→ WHAT NEEDS TO BE DONE:
Reproduce the closing part of the entries exactly: the line with "Would you mind marking the man's hand" and all lines after it, ending with the last line, and nothing else.

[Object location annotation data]
———

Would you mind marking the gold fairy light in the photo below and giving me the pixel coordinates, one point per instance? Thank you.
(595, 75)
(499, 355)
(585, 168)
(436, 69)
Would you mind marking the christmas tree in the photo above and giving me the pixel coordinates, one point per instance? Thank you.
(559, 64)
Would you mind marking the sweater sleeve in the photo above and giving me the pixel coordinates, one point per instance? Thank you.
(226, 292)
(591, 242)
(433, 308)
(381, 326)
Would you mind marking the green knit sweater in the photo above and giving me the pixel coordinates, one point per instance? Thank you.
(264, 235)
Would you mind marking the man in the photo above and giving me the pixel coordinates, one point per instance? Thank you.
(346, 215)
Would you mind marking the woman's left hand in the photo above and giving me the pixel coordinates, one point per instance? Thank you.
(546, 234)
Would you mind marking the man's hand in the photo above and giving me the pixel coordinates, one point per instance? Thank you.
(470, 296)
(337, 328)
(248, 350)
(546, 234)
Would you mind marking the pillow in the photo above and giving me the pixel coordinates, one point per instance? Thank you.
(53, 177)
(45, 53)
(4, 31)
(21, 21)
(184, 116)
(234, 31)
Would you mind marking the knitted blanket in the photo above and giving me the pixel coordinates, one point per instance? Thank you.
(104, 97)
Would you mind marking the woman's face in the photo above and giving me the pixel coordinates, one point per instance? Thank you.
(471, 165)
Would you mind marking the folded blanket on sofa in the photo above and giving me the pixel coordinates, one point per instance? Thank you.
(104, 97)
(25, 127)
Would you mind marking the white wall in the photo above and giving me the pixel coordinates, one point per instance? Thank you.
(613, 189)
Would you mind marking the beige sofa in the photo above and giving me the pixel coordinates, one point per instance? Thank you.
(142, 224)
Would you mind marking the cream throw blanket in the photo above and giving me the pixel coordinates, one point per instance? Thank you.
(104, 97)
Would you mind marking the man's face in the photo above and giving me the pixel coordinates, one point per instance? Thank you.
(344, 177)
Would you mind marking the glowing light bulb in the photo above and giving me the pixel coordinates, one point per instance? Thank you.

———

→ RESPONSE TO THIS EXERCISE:
Would you mind marking the man's hand in the photo above and giving me the pixel coordinates, one point per instance? Thank you.
(470, 296)
(337, 328)
(248, 350)
(546, 234)
Would you mind marking the pillow in the photo above and giving me the pixel coordinates, one point per instance? Thank you.
(53, 177)
(45, 53)
(4, 31)
(21, 21)
(184, 116)
(234, 31)
Would you mind marking the knitted blanket in the photo above and giving me the pixel coordinates, one point per instance? Thank you.
(104, 97)
Would you mind marking the woman's face in the photo above and giving me the pixel coordinates, one point per instance? Thank you.
(471, 165)
Would you mind marking the folded blanket on sofa in the photo above and giving me the pixel coordinates, one point per instance? Thank you.
(104, 97)
(25, 127)
Would you mind marking the white wall in the photo above and giving me the pixel coordinates, one point per instance? Thank you.
(613, 189)
Would you mind marking the beige sofa in the photo above and giving me the pixel coordinates, one point per instance? Thank you.
(142, 224)
Would you mind marking the cream throw blanket in the photo above and giving me the pixel coordinates, one point per instance? Thank you.
(104, 97)
Would you mind marking the man's face in the photo above and giving me the pixel coordinates, one point per instance? Thank you.
(344, 177)
Would you mind marking the glowing light bulb in the photo above and giving me the pixel coordinates, one point per instance? Thank you.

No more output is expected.